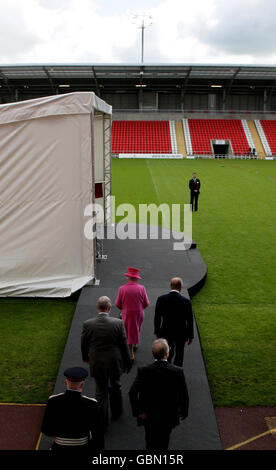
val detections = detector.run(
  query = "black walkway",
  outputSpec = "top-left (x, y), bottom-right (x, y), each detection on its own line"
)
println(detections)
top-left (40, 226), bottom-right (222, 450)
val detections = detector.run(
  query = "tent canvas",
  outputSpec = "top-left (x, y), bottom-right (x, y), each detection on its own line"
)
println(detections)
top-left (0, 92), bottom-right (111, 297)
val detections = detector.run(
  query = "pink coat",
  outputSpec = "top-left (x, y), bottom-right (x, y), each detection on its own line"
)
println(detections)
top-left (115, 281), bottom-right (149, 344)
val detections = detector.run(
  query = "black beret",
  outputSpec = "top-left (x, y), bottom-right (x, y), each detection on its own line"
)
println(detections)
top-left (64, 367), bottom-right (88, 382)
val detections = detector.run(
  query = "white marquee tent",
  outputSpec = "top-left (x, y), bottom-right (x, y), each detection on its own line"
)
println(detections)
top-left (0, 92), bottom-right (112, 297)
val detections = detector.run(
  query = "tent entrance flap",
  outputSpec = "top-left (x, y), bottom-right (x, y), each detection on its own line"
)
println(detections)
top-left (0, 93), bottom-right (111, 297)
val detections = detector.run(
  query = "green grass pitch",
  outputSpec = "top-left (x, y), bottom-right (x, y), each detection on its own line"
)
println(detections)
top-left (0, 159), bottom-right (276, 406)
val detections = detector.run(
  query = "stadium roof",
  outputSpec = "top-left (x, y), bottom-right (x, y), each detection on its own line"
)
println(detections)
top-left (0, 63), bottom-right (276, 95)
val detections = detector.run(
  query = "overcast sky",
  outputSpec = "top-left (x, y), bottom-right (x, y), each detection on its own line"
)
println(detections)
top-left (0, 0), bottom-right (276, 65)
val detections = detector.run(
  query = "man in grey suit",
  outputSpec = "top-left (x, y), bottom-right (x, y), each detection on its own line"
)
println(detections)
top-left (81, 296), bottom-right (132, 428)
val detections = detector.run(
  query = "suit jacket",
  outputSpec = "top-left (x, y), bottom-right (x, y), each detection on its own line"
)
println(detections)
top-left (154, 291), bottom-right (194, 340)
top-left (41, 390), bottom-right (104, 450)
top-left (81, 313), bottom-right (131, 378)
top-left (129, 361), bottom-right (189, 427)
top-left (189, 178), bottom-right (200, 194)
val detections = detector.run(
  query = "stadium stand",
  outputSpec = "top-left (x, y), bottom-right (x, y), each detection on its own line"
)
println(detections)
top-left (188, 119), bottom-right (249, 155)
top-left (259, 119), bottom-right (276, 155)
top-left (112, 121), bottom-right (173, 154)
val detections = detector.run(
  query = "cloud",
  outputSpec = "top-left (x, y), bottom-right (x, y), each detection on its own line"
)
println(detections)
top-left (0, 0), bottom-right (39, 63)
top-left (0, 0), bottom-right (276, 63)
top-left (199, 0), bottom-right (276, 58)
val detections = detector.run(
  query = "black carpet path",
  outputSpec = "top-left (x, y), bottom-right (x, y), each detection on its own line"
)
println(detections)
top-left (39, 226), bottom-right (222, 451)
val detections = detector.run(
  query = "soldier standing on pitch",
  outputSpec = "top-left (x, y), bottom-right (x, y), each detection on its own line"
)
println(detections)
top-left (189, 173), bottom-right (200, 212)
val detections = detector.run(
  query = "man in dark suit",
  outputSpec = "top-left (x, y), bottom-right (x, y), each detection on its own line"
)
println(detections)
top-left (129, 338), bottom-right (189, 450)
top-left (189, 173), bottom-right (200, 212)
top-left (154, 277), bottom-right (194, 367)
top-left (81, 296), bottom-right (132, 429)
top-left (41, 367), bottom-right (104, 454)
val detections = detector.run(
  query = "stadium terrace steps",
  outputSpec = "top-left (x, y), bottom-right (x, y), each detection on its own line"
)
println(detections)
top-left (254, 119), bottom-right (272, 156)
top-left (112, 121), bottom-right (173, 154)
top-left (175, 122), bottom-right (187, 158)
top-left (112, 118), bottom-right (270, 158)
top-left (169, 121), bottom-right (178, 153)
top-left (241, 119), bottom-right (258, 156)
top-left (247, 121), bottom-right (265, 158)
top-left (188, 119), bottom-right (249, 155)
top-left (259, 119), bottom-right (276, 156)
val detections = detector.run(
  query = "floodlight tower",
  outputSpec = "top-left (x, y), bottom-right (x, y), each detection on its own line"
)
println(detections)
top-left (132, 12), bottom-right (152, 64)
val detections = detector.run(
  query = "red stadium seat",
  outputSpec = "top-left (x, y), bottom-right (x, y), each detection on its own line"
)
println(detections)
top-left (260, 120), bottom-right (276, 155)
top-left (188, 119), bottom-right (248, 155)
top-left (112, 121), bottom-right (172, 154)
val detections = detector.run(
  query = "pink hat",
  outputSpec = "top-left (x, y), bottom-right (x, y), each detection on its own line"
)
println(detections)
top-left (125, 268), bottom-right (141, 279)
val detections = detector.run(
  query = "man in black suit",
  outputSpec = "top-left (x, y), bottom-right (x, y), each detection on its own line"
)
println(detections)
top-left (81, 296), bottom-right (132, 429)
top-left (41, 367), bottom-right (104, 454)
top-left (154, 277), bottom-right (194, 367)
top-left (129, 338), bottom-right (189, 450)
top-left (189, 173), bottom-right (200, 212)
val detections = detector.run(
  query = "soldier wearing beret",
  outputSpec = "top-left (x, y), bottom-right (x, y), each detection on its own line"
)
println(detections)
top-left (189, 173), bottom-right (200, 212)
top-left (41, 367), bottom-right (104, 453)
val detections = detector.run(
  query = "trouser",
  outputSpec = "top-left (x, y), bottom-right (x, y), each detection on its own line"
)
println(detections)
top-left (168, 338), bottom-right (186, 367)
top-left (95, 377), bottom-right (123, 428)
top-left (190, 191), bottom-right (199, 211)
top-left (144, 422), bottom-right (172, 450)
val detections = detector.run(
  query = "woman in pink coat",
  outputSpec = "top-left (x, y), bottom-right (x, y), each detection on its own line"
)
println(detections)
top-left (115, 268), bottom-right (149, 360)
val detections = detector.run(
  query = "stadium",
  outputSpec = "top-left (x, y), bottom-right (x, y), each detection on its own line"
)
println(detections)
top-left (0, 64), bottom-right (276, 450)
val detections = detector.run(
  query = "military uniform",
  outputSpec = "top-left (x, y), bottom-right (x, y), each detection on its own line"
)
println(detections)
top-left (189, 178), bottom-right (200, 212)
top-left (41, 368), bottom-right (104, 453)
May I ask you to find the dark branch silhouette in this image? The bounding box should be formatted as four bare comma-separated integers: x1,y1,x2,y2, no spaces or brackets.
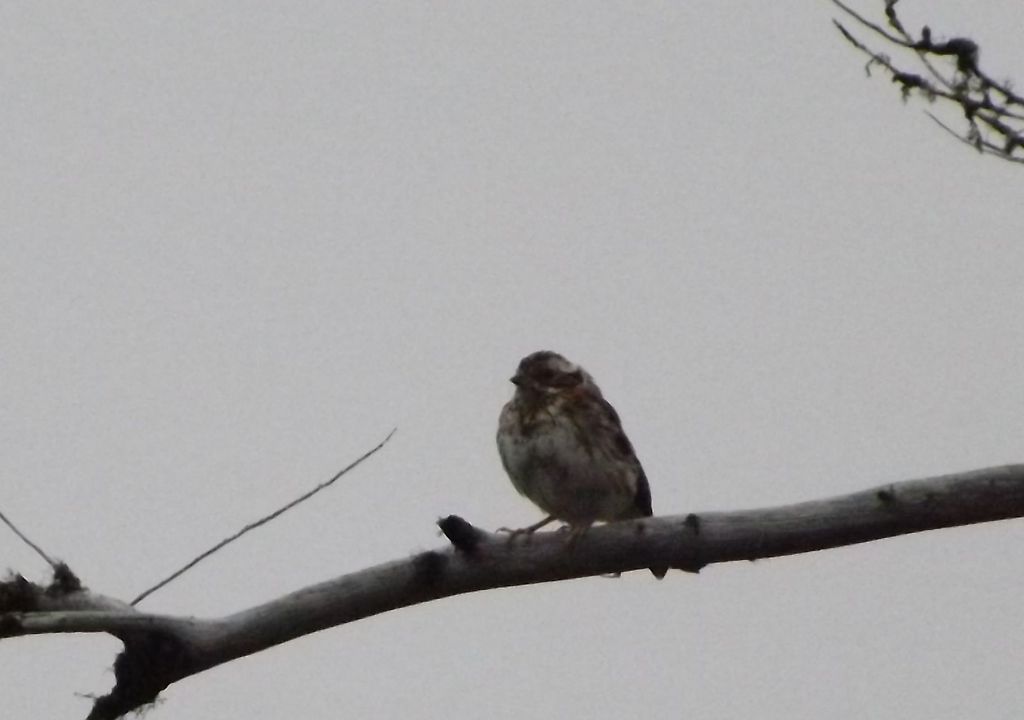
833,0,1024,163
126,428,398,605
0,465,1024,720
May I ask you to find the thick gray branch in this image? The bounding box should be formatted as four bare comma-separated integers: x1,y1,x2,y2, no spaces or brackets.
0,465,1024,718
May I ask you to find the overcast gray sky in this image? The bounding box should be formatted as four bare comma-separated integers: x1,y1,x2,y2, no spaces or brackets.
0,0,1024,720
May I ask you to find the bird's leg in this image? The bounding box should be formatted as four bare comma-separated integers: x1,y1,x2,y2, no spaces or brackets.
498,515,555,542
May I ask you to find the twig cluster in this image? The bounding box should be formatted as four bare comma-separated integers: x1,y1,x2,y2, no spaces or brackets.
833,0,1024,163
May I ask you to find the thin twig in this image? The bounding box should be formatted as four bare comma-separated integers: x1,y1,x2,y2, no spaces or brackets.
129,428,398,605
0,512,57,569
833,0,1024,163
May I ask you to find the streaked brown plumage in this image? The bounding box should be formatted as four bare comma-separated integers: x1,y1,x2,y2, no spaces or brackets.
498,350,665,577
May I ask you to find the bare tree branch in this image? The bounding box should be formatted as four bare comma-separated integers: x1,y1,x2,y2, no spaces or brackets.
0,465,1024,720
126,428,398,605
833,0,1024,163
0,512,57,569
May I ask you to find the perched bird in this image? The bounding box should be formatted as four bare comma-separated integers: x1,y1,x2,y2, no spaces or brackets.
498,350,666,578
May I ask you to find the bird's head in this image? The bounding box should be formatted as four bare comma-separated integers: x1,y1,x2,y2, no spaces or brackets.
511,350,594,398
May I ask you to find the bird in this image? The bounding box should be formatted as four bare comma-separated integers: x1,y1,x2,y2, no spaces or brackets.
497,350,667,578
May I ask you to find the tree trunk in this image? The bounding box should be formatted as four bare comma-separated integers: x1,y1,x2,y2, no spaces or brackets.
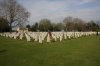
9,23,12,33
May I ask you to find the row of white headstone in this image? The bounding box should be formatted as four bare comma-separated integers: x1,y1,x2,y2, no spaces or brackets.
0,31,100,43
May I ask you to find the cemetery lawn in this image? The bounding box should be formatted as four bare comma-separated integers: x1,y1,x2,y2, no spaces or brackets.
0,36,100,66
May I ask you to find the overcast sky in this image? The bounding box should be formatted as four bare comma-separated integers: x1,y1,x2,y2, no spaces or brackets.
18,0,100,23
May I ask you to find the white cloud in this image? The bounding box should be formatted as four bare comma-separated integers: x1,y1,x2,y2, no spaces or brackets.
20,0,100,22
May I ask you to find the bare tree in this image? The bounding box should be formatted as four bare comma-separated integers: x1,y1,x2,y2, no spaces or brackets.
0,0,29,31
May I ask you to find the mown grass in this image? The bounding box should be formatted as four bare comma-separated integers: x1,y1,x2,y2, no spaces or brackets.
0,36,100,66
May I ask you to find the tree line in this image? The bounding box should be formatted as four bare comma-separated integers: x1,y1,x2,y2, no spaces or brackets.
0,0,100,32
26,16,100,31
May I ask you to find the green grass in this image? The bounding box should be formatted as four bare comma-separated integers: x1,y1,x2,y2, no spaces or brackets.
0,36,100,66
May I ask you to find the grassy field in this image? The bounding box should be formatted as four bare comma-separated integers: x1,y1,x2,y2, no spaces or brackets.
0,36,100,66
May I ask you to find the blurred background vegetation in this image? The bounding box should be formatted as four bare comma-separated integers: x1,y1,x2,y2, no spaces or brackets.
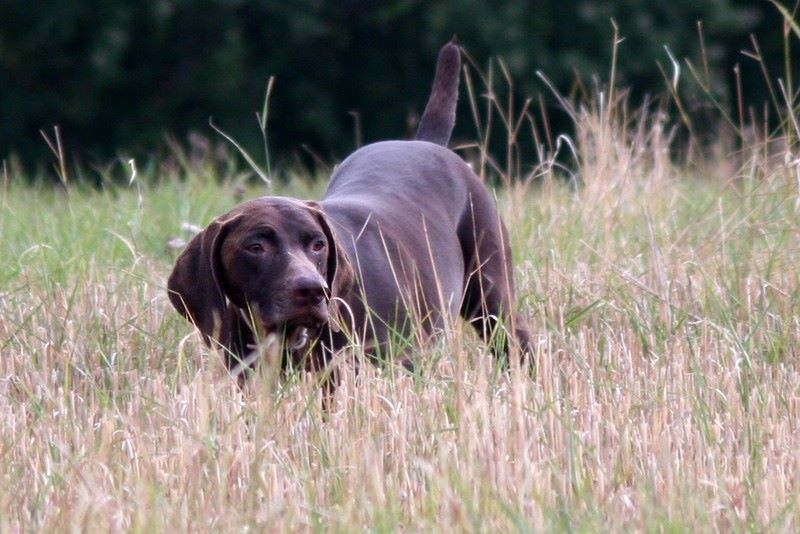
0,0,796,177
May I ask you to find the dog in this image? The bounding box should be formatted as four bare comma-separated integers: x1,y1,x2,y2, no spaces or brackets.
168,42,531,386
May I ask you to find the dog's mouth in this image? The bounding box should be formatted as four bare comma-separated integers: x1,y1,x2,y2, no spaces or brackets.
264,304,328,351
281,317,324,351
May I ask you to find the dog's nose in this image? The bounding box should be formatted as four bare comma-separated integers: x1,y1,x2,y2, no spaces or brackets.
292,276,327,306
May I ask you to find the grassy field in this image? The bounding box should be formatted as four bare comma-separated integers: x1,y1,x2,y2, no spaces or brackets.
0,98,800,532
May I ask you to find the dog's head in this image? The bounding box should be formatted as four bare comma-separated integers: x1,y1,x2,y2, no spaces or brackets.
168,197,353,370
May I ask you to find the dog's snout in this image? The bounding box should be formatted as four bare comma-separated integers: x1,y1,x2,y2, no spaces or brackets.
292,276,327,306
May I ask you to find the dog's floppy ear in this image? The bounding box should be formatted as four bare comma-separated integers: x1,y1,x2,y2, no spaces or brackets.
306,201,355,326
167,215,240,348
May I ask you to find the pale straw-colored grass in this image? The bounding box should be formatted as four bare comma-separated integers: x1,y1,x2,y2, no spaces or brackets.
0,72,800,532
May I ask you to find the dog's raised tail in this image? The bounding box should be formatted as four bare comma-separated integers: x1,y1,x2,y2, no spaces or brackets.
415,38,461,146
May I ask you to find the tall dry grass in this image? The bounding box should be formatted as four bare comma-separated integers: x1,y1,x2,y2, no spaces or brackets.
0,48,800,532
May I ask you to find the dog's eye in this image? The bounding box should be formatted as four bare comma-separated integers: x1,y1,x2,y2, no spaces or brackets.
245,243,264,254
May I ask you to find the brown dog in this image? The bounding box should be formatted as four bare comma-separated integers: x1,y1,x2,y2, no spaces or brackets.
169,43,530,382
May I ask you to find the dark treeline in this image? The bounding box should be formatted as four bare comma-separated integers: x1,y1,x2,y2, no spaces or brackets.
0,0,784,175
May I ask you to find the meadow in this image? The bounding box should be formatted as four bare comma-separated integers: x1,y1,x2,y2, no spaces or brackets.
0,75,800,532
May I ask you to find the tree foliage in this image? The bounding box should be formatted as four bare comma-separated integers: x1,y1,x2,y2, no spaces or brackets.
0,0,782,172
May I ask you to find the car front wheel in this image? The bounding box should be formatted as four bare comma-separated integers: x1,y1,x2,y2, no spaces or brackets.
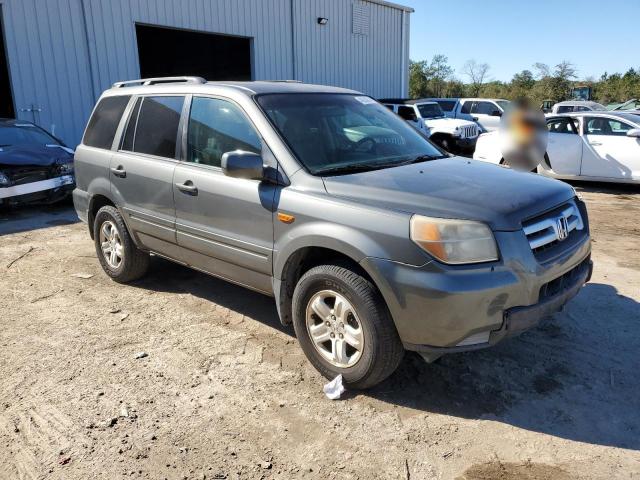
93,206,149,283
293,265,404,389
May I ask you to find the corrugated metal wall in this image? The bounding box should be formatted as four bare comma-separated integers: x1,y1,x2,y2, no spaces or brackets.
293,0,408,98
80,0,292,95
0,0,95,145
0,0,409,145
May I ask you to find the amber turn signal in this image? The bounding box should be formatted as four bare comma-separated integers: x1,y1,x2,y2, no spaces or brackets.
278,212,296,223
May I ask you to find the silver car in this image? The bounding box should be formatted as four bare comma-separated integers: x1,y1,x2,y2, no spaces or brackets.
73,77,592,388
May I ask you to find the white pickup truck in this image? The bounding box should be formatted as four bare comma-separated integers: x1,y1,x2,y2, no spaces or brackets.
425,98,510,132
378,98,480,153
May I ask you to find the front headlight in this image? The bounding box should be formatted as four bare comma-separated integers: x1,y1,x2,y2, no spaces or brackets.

-----

Given request: Reproduce the stretch of the listing above from the line containing "May I ask you to find the dog's nose" through the line containing "168,197,353,370", inclusive, keeping each request as is and rescaling every bounding-box coordinate in the answers by 0.25, rounded to the nearest whole number with halves rounded up. Output only those lines.

Result of this task:
May I ask you to find the dog's nose in this image? The bounding box should be formatted as four bare comma-separated integers: x1,y1,x2,y2, no spaces or brackets.
73,69,82,77
May I ask you to find the grassy field in this image? The bounding box should be formatted as four bare comma-separated integers: x1,y1,x2,y2, no spaces or brackets.
0,25,200,133
May I ask you to find the dog's head in this image? The bounding box should be formatted as four bare comma-separated integers: x1,y1,x2,y2, no spaces or brackets.
42,49,88,93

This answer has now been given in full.